BEGIN SUPPLIED PASSAGE
The Nomura India Business Resumption Index fell to 113.0 for the week ending December 5 from 113.9 in the prior week, primarily reflecting a fall in the Apple driving index by 4.8 percentage points (pp), and in power demand by 5.4 per cent w-o-w from 1.2 per cent previously.

Outside these, Google workplace and retail and recreation indices rose by 4.0pp and 0.4pp respectively, and labour participation rate remained flat at ~40.5 per cent.

"Mobility indicators may start to taper in the coming weeks. India has detected 21 Omicron cases so far, and while overall cases are low, close monitoring is warranted, as mobility had risen above pre-pandemic levels in November, while the fully vaccinated are only 35% of the population. Enhanced border restrictions and testing may also cause increased public caution, weighing on services," Nomura said.

"Experience suggests that virus waves have a negative impact on growth, but also lead to higher inflation, due to disruptions to supply chains. Consequently, we maintain our base case view that the RBI will normalize the reverse repo rate fully by 40bp at its MPC meeting this week, as economies are learning to live with the virus, GDP is back to pre-pandemic levels, and core inflation is near 6 per cent. Nevertheless, we attach a 30 per cent probability of a partial hike of 15-20bp and 15 per cent probability of status quo," it added.
END SUPPLIED PASSAGE
BEGIN GIVEN INFORMATION
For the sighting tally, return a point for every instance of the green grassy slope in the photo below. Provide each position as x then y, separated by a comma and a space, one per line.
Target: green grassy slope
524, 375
END GIVEN INFORMATION
BEGIN GIVEN INFORMATION
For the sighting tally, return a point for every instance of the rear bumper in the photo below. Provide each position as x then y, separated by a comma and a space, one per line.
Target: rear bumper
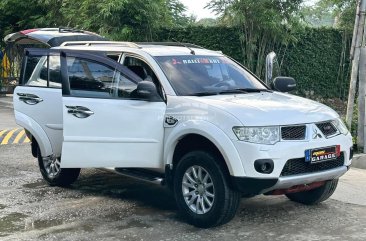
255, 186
END GIVEN INFORMATION
> **WHAT YOU HAVE TO DO**
In the passage on the Nomura India Business Resumption Index, why does Nomura expect the RBI to normalize the reverse repo rate fully by 40bp? Answer in one to three sentences.

> **ANSWER TO THIS TASK**
Nomura says economies are learning to live with the virus, GDP is back to pre-pandemic levels, and core inflation is near 6 per cent. It also notes that virus waves tend to push inflation higher by disrupting supply chains.